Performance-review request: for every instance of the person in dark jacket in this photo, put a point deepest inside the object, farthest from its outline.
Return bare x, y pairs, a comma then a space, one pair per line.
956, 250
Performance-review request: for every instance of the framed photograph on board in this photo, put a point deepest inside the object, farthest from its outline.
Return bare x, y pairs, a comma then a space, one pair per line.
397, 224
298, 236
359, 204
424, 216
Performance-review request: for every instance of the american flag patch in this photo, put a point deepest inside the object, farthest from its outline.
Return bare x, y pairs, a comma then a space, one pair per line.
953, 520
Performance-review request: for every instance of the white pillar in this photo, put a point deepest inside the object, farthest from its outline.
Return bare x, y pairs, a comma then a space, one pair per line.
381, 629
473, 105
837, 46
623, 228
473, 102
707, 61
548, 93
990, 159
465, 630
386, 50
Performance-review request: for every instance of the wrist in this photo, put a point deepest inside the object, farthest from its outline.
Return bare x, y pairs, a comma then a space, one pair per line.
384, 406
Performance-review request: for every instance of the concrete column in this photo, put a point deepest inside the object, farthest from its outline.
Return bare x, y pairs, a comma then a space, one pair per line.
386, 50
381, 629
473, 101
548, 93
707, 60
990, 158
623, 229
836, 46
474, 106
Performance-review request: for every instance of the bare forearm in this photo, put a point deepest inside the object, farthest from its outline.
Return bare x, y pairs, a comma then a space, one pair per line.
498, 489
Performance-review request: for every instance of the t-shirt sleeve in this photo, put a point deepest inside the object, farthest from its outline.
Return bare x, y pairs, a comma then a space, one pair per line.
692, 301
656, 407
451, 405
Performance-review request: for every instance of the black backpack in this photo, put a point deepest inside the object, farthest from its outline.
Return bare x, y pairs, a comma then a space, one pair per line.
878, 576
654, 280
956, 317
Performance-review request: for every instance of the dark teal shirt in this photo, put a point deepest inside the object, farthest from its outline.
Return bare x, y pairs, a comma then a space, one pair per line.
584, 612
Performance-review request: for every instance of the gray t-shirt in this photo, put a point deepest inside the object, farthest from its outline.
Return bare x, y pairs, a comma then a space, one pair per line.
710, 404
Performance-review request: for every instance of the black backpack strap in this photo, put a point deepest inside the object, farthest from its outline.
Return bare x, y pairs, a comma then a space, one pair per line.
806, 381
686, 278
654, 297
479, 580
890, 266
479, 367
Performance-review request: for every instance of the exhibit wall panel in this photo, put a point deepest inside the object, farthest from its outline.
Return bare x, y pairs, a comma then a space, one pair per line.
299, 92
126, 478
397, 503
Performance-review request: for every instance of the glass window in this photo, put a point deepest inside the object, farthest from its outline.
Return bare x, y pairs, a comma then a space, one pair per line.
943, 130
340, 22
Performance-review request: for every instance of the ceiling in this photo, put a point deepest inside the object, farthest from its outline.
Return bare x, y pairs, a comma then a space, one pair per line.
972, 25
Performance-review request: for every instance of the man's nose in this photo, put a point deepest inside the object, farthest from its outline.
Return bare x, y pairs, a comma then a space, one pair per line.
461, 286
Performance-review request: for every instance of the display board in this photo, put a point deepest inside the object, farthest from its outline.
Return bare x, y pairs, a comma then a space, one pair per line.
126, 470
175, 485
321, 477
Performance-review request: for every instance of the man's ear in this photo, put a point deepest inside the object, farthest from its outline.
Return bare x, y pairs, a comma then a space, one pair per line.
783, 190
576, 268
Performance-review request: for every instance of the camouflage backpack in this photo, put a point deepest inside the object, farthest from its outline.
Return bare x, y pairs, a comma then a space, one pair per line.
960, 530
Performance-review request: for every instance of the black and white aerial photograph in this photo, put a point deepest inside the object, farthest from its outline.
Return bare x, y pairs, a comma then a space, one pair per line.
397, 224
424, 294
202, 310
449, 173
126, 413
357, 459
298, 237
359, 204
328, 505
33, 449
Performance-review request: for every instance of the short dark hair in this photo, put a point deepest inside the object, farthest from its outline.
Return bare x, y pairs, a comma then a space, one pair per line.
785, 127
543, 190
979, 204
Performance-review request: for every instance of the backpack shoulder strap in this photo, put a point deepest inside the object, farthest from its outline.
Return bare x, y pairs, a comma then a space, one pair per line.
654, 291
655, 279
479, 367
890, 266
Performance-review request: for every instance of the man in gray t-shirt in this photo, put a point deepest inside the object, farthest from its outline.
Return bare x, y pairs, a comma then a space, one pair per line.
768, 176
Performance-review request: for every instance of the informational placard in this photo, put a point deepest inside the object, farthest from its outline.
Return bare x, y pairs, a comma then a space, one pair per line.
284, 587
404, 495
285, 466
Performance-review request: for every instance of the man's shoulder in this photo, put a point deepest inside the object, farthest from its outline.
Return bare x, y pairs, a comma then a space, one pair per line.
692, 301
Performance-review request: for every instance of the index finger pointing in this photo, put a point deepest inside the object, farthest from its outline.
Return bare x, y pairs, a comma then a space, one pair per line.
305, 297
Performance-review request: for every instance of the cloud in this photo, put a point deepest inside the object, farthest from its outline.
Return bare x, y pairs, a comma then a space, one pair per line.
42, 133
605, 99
====================
» Work to be completed: Copy down the whole of the data above, matching it exactly.

» Solution:
Performance-review request: for every instance of the person in dark jacket in this photo, put a point deepest inside the object, farthest from its outline.
Return bare x, y pairs, a comma then a space, one pair per line.
956, 250
Performance-review request: for every instance of the framed photograph on board in this photo, put a point deepest inside the object, farthest from its outline.
Return bare x, y pairs, a comma then a space, one pair per line.
397, 224
298, 236
359, 204
424, 216
Performance-review request: for every instance of the american flag patch in this photo, put a point deepest inside the object, farthest from its outline.
Return bare x, y pairs, a comma then a space, one pair per line.
953, 520
Performance-review request: for every instance of the white pillar in this photo, put a point deepest inside the object, farthest from its outline.
Return bare x, y pairs, a comma then a space, one pair per line.
381, 629
473, 105
837, 46
623, 228
473, 102
707, 61
548, 93
990, 159
465, 630
386, 50
Performance-review request: for every instance of the wrist in this photo, put a point deepest inside the object, farthest from its outline.
Return bare x, y pairs, a comma then a space, one pair per line.
384, 406
Performance-review request: for every instance of the concrete column in this photo, put a point deepest inside the object, farthest from its outline.
Return bare x, y pairs, a comma then a space, one pair per line.
386, 50
381, 629
473, 101
548, 93
707, 60
990, 158
623, 229
836, 46
474, 106
Performance-review request: for every instance of the bare forearm in this photo, put a point deepest inside the object, farthest from its outline.
Return bare x, y pairs, a comma then a space, one pair per line.
498, 489
Performance-review request: for every instance of the t-shirt sleeve in this photo, put a point deepest inside the object, farthest from its outline.
Return bare x, y pairs, a comma then a space, one pair per line.
692, 301
656, 407
451, 405
Performance-review request: for every instance of the black backpack in this photo, put a point deepest inside the object, farthest from its outline.
Return bare x, y pairs, a comma then a space, one pair per line.
878, 576
654, 280
956, 317
Performance-review request: for every instance of the dark teal shirt in this photo, put a point deepest inside the object, farthest from its outline.
Return bare x, y pairs, a comma then a space, one pair per line.
584, 612
Performance-review request: for every instance of the gray t-shirt in this photo, put a point deepest inside the object, farthest from its outline.
Return bare x, y pairs, a comma then a space, one pair per line.
710, 404
Performance-review request: for every instance of the black backpack strap in this photo, put a point deepest inside the object, farthest from its outline.
Return bare x, y pairs, a comma then a space, one pair per line.
806, 381
686, 278
654, 297
479, 580
890, 266
479, 367
Performance-review request: for every instance of the exhibit wall panel in this photo, put a point deepest inside the object, farthest from its outline.
Return bare x, y pairs, a comma then a space, one pair per line.
299, 92
126, 478
397, 503
Performance-review request: for every instance of the glass window in this photo, put a point deepest inside the object, farthest from its outline.
Return bare x, y pairs, a comma then a space, one pair per line.
943, 130
340, 22
Performance-review request: for every instance of the ceiling in this photo, put a point deepest inside the object, farthest from its outline.
Return bare x, y pairs, a comma then a space, one pair per line.
972, 25
Performance-review request: for every instance of the man's nose in this photo, put a point deepest inside the object, farthest from its outline.
Return bare x, y pairs, a comma then a space, one pair per line.
461, 286
Performance-review request: for every instance of the display board in this photo, put a point deepest inside the object, farthest from its outline.
Return bare x, y pairs, a comma then a space, one pair per line.
126, 470
175, 485
321, 477
Performance-review request: for every instance of the man's ear in this photo, put a point deepest inside the object, farthest from its outline.
Return bare x, y pairs, a comma then a space, one pair per line.
783, 190
576, 268
Performance-review request: for every instance of the camouflage backpack in this photo, put a point deepest inside the object, farthest from its outline.
Return bare x, y pairs, a comma then a space, one pair per line.
960, 530
Performance-review request: for every instance of the black and white aerial photograph in this photo, put a point deepest inside the object, farthest from its outline.
Return bare x, y pairs, a comma then a space, one pair per line.
397, 224
424, 294
202, 310
449, 173
126, 413
357, 459
298, 237
359, 204
328, 505
33, 449
Performance-review request: for every instance of the short dark hair in this photo, put a point deepest inside the object, farthest from its outline.
Return bare x, y pairs, a comma then a space, one pair per line.
785, 127
543, 190
979, 204
Performance-review request: for every instance of the backpack shoulder strap in this photo, put a point deepest inside the object, farthest from its outline.
Return bare x, y pairs, a comma then a space, one pair per line.
654, 291
655, 279
479, 367
890, 266
Performance-review request: for every instance of the man in gray t-shirt in this photo, put a point deepest inside the object, farthest from its outline.
Return bare x, y pairs, a comma then a space, one pair per line.
768, 176
Performance-review request: for every instance of the informational placard in this photo, put a point deepest inside the object, farthest from its outline.
Return bare x, y pairs, a comma then a space, one pair per line.
284, 587
404, 495
285, 466
Performance-review request: for every instance of the man's shoulder in this photo, put a point deepest inside the object, farthest from its outline.
Return bare x, y pairs, a comma then a space, one pair per line.
692, 301
Performance-review request: for every instance of the index finger pointing in this photo, put a point deepest inside the object, farthest from its outline.
Return bare x, y pairs, a comma then a space, one pair per line.
305, 297
Performance-review request: for every instance of the cloud in this photo, put a point deepest inside the object, farthest from its outline.
Return bare x, y pairs, a comma then a space, one pair per line.
42, 133
605, 99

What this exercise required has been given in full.